The task
Replace "overcast sky" with "cloudy sky" in the rows starting with the line that contains "the overcast sky?" and going on through the line that contains "POLYGON ((761 130, 833". Give back only those lines, with everything else unchanged.

Material provided

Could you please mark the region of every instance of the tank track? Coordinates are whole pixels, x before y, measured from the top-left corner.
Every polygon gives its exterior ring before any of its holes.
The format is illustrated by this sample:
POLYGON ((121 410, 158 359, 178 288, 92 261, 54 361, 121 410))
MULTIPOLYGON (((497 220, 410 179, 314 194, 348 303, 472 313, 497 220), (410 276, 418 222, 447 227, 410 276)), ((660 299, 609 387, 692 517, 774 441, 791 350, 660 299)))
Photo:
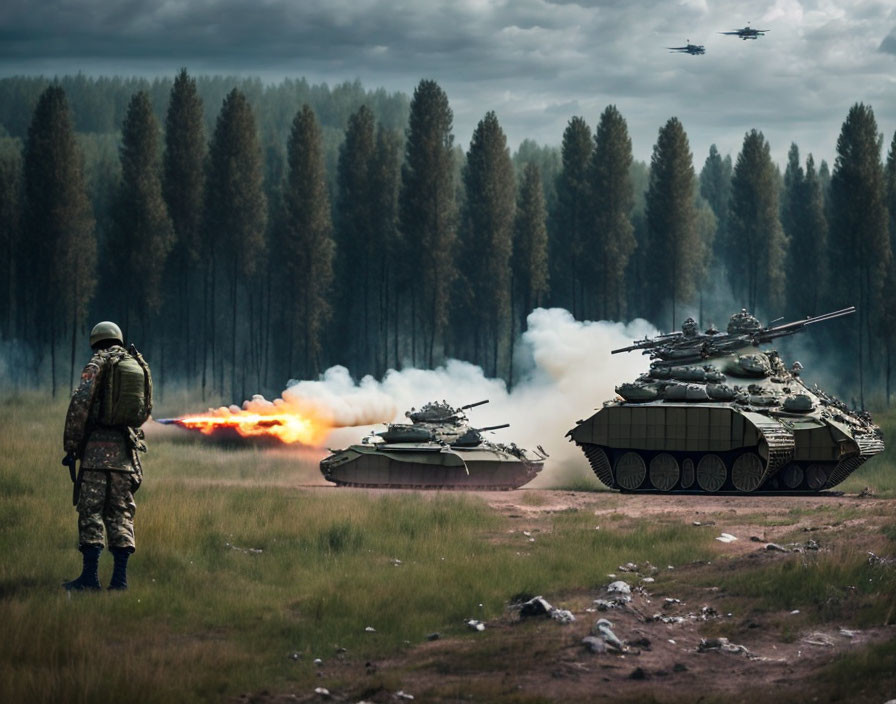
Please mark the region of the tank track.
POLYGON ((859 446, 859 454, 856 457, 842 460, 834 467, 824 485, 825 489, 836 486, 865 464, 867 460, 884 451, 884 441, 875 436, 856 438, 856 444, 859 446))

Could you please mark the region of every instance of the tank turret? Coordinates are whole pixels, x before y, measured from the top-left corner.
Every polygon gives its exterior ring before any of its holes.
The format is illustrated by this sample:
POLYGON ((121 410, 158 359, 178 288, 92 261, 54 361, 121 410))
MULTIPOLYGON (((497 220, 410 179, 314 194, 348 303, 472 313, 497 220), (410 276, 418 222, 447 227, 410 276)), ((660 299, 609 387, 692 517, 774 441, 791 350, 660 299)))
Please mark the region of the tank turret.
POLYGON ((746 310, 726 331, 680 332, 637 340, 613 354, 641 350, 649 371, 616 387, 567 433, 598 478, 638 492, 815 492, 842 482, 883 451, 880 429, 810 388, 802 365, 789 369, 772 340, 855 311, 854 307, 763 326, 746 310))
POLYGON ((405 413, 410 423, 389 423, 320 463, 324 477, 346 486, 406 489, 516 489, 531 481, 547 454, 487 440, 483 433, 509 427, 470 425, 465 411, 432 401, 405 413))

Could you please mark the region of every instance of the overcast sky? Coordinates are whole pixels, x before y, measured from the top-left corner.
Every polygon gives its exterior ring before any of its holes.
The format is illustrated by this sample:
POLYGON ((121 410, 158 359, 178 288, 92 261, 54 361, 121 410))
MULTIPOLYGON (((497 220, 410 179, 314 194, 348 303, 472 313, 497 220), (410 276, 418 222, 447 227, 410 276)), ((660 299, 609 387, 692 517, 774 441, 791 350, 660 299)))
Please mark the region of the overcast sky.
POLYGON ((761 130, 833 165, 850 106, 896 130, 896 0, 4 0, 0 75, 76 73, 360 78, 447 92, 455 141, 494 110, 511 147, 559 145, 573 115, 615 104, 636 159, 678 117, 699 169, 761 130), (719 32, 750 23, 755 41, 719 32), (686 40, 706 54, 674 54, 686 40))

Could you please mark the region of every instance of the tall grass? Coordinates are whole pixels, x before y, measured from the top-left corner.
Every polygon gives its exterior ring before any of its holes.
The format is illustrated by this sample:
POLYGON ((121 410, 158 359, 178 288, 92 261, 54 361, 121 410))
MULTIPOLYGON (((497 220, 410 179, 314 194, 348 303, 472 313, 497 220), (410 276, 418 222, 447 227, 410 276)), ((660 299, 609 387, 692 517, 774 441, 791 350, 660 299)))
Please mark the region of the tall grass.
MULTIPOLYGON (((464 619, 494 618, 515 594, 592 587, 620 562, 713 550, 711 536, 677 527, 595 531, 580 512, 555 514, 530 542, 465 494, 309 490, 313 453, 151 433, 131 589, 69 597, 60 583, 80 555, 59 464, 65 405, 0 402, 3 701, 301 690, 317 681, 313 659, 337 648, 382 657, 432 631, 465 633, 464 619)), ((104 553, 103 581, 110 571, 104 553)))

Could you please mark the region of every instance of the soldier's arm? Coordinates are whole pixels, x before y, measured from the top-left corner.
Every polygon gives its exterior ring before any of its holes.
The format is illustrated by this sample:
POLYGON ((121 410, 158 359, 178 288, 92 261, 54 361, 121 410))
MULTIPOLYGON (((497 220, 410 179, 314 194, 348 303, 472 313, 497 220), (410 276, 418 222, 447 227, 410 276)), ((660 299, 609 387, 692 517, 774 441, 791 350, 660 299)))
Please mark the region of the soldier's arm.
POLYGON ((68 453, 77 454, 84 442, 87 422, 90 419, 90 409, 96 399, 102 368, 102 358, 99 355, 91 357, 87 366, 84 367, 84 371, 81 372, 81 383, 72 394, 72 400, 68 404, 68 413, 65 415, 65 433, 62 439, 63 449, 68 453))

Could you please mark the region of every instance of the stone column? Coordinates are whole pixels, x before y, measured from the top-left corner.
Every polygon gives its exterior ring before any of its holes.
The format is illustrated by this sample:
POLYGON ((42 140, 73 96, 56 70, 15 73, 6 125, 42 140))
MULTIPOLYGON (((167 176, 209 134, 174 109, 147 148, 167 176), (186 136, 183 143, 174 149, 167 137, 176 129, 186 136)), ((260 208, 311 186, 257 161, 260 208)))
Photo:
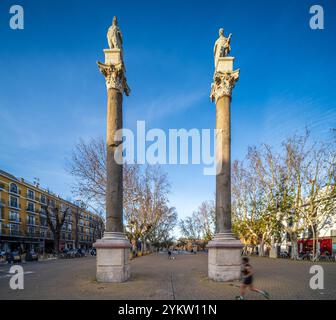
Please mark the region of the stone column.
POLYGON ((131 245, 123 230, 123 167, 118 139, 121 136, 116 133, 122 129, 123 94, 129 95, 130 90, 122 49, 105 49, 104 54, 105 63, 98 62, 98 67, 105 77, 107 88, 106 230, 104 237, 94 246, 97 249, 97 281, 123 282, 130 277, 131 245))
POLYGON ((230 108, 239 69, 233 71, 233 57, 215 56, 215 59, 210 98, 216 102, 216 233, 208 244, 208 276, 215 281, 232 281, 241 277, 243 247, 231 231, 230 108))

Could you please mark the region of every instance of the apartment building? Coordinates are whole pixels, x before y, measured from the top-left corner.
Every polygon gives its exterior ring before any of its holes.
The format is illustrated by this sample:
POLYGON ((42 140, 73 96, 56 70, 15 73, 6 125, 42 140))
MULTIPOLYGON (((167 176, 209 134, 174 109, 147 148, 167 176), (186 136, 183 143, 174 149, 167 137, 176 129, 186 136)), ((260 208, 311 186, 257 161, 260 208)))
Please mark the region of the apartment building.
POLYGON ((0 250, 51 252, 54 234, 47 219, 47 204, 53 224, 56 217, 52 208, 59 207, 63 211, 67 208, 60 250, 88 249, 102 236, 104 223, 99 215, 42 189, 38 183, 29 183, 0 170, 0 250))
==
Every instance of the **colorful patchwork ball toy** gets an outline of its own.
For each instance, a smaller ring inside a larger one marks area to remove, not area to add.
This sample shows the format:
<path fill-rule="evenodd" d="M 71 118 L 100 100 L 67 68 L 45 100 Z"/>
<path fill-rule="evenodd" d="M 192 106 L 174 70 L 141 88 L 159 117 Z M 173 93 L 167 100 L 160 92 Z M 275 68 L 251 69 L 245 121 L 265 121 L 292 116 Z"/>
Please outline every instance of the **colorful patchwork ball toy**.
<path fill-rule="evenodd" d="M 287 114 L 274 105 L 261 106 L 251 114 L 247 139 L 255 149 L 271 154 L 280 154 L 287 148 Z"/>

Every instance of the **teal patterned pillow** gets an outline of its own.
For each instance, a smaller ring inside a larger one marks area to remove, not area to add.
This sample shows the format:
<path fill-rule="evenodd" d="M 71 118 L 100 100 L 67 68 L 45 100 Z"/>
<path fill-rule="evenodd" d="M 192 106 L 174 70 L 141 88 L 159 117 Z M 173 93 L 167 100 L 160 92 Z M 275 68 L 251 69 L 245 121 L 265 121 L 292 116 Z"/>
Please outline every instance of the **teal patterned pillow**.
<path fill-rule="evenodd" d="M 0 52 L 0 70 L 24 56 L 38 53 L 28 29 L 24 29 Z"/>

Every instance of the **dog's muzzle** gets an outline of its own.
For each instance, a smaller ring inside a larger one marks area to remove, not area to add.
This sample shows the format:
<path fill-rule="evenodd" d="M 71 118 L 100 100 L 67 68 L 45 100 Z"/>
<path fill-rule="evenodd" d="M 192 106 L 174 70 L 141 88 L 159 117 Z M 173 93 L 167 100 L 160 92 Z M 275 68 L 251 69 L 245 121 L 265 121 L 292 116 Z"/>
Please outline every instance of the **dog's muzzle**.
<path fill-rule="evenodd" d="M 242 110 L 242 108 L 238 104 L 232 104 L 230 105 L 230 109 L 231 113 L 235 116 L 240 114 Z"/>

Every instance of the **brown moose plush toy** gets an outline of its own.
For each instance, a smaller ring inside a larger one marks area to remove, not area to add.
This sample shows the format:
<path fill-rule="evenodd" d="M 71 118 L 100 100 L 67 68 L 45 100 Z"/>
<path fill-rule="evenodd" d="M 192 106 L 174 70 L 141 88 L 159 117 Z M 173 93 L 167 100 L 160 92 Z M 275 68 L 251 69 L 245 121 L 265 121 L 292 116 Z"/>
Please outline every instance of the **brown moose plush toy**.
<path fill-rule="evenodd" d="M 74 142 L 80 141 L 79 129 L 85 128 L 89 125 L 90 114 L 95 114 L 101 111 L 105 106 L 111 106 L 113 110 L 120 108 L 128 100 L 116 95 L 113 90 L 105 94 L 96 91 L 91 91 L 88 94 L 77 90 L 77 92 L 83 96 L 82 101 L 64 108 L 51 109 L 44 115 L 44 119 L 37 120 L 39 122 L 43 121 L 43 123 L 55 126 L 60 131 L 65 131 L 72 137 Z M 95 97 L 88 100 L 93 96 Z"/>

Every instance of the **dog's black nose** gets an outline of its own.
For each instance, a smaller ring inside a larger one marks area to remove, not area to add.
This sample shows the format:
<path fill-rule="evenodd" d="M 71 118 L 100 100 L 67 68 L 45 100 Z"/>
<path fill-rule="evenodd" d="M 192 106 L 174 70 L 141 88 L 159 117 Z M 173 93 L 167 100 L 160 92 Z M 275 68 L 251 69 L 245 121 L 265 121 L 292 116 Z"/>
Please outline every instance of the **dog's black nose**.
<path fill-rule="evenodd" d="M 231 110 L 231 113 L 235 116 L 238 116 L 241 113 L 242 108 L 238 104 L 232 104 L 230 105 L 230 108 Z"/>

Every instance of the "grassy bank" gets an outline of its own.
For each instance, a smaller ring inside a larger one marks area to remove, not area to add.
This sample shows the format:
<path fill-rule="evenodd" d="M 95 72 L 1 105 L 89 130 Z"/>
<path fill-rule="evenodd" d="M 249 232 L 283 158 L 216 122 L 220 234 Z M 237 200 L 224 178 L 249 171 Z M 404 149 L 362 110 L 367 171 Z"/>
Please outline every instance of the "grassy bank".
---
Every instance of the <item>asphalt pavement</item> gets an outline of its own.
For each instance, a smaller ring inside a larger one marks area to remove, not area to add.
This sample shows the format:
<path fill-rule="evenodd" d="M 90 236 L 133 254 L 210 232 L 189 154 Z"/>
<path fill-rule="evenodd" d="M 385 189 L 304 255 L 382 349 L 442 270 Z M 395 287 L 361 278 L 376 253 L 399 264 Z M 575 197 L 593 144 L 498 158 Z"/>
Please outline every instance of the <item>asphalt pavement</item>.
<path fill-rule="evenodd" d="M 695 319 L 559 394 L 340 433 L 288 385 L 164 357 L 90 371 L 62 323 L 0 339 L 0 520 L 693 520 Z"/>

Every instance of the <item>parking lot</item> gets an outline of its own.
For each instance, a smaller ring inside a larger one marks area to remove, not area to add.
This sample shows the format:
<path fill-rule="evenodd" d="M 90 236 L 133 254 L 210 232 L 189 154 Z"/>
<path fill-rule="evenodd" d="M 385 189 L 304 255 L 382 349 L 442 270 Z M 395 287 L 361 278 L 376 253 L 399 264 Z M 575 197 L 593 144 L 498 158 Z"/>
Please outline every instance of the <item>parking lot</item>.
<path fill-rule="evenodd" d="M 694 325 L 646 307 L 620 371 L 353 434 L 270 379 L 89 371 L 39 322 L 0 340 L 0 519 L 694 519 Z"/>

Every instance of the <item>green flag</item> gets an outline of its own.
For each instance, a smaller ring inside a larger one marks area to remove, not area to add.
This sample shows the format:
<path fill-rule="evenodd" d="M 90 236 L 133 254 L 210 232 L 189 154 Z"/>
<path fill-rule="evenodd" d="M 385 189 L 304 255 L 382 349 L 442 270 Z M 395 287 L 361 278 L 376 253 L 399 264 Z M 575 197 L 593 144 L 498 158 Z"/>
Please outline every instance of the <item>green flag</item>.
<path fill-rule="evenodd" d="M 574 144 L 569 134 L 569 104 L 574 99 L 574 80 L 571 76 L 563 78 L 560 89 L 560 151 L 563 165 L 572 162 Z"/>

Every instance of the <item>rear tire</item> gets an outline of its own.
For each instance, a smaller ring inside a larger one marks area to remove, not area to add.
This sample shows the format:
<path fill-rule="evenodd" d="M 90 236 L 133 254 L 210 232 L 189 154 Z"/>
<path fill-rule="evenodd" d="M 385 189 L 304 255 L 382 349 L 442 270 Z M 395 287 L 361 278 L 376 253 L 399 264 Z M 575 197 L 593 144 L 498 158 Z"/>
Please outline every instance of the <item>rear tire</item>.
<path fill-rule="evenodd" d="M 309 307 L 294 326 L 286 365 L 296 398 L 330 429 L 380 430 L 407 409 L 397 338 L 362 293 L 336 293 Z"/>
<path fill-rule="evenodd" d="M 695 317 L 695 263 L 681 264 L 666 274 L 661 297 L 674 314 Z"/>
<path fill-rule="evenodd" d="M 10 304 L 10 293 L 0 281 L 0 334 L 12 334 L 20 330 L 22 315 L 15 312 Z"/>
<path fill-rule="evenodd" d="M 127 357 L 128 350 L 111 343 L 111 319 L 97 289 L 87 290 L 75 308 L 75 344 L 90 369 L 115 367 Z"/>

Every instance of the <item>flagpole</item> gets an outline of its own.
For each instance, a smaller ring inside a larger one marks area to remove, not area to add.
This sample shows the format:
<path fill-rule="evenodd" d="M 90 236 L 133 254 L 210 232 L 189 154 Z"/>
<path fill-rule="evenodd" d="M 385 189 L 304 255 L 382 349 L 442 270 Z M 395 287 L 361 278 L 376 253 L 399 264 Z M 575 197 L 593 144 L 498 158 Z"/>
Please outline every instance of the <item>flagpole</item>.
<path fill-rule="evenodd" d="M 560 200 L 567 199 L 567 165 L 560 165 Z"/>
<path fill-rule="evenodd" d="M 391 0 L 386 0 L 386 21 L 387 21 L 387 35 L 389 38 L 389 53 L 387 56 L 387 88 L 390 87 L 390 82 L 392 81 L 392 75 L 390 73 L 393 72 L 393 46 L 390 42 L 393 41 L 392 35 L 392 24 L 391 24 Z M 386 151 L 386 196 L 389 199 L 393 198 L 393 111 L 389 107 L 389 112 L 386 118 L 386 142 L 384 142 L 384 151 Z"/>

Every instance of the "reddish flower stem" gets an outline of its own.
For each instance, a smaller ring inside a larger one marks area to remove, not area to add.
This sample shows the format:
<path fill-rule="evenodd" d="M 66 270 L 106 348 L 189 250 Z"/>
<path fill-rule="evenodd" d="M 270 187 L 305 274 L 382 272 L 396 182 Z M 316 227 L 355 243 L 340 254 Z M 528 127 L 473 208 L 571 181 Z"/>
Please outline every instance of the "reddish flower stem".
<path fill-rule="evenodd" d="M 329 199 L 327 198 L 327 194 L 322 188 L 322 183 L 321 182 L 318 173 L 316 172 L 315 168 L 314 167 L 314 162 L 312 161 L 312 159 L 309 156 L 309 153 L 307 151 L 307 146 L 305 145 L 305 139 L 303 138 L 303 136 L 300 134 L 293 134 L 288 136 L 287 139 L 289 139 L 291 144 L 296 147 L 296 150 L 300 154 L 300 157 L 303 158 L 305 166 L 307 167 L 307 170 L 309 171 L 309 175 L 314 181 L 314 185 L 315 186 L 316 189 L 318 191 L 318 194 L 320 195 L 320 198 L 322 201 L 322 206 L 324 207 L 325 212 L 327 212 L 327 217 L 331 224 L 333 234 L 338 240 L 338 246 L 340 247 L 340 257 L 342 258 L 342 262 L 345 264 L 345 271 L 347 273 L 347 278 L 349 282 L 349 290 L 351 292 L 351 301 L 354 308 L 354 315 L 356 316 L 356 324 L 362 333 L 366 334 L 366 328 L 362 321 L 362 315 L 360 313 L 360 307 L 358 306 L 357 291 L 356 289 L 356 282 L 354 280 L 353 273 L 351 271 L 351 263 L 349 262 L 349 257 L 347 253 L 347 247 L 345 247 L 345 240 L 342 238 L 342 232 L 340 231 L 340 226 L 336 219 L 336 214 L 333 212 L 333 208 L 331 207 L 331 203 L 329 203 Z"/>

Full answer
Could you please mark the region of every instance of the cloudy sky? Coordinates are whole pixels, x before y, measured from the top-left corner.
Every polygon gives its exterior ring before any of its holes.
The format is illustrated by this sample:
POLYGON ((121 410, 158 359, 178 288, 92 261, 54 361, 121 410))
MULTIPOLYGON (((497 220, 410 179, 314 194, 348 303, 472 313, 497 220), (410 276, 418 222, 447 227, 410 276)), ((660 299, 609 387, 692 517, 774 441, 791 350, 660 299)))
Please mark the region of the cloudy sky.
POLYGON ((761 130, 833 165, 850 106, 896 130, 896 0, 4 0, 0 75, 76 73, 360 78, 447 92, 455 141, 494 110, 511 147, 559 145, 573 115, 615 104, 636 159, 678 117, 699 169, 761 130), (719 32, 750 23, 755 41, 719 32), (686 40, 706 54, 674 54, 686 40))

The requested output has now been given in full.